* [STATED GOAL]:
Can you output the records below exactly as they are written?

* [INFORMATION GIVEN]:
┏━━
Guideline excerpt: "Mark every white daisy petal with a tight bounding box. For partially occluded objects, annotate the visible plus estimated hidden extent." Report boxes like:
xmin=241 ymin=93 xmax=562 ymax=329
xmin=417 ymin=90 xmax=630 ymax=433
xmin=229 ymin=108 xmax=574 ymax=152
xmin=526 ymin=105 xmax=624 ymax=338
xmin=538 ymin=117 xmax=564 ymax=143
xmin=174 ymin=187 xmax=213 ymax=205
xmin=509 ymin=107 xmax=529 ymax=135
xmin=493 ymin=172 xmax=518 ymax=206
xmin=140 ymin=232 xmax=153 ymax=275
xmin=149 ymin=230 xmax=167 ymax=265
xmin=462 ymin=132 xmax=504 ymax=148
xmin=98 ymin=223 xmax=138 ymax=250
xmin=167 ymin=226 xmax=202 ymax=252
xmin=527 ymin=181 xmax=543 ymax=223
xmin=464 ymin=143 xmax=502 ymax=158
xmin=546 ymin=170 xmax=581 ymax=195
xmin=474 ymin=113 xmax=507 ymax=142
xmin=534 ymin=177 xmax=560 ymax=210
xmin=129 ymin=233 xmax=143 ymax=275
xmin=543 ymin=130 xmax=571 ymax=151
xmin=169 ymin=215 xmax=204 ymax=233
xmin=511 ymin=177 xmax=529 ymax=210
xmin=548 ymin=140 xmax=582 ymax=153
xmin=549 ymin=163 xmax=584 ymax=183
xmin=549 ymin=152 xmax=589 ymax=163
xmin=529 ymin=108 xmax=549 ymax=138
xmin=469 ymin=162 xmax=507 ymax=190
┗━━
* [EXERCISE RESULT]:
Guideline excerpt: "Mark every white daisy petal with a tight bounding box. For partially occluded objects, annotate the visible plus estimated hidden extent." Report boxes like:
xmin=241 ymin=93 xmax=562 ymax=329
xmin=417 ymin=90 xmax=630 ymax=433
xmin=229 ymin=108 xmax=574 ymax=152
xmin=526 ymin=105 xmax=624 ymax=338
xmin=538 ymin=117 xmax=564 ymax=143
xmin=174 ymin=187 xmax=213 ymax=205
xmin=509 ymin=107 xmax=529 ymax=135
xmin=493 ymin=172 xmax=518 ymax=206
xmin=140 ymin=232 xmax=153 ymax=275
xmin=149 ymin=230 xmax=167 ymax=265
xmin=462 ymin=132 xmax=504 ymax=148
xmin=98 ymin=223 xmax=138 ymax=250
xmin=167 ymin=226 xmax=202 ymax=252
xmin=527 ymin=181 xmax=543 ymax=223
xmin=464 ymin=143 xmax=502 ymax=158
xmin=546 ymin=170 xmax=581 ymax=195
xmin=474 ymin=113 xmax=507 ymax=142
xmin=534 ymin=177 xmax=560 ymax=210
xmin=129 ymin=233 xmax=143 ymax=275
xmin=543 ymin=130 xmax=571 ymax=151
xmin=169 ymin=215 xmax=204 ymax=233
xmin=511 ymin=177 xmax=529 ymax=210
xmin=548 ymin=140 xmax=582 ymax=153
xmin=549 ymin=163 xmax=584 ymax=183
xmin=549 ymin=152 xmax=589 ymax=163
xmin=529 ymin=108 xmax=549 ymax=138
xmin=469 ymin=162 xmax=507 ymax=190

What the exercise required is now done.